::: STORED ROWS

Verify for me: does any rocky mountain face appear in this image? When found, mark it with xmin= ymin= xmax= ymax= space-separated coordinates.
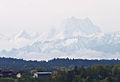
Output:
xmin=0 ymin=17 xmax=120 ymax=59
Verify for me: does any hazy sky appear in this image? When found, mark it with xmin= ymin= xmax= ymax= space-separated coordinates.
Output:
xmin=0 ymin=0 xmax=120 ymax=34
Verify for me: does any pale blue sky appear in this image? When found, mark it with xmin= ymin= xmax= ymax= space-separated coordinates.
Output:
xmin=0 ymin=0 xmax=120 ymax=34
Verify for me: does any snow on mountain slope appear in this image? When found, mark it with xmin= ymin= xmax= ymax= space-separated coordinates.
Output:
xmin=0 ymin=17 xmax=120 ymax=59
xmin=63 ymin=17 xmax=101 ymax=37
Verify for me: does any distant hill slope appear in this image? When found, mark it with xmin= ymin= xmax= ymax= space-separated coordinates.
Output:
xmin=0 ymin=58 xmax=120 ymax=71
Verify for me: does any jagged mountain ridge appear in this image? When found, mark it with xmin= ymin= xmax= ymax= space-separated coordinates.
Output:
xmin=0 ymin=17 xmax=120 ymax=58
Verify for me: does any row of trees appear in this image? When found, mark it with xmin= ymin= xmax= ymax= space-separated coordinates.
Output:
xmin=1 ymin=65 xmax=120 ymax=82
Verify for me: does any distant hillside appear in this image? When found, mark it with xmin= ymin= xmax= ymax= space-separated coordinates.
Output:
xmin=0 ymin=58 xmax=120 ymax=71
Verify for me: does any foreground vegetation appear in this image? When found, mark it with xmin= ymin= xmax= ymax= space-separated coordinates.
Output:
xmin=0 ymin=58 xmax=120 ymax=71
xmin=0 ymin=65 xmax=120 ymax=82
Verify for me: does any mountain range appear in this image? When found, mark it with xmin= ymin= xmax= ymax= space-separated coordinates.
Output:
xmin=0 ymin=17 xmax=120 ymax=60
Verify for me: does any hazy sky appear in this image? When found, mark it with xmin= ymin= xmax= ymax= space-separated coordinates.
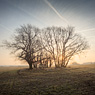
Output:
xmin=0 ymin=0 xmax=95 ymax=65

::::::

**EXERCISE GOAL**
Return every line of the records that contains the word "slope", matching case exactly.

**EXERCISE RESPONSE**
Verify for me: does any snow on mountain slope appear in this image? When found, mark it with xmin= ymin= xmax= ymax= space-separated coordinates.
Verify for me: does any distant hill slope appear in this image? When found, mark it with xmin= ymin= xmax= ymax= space-separated coordinates.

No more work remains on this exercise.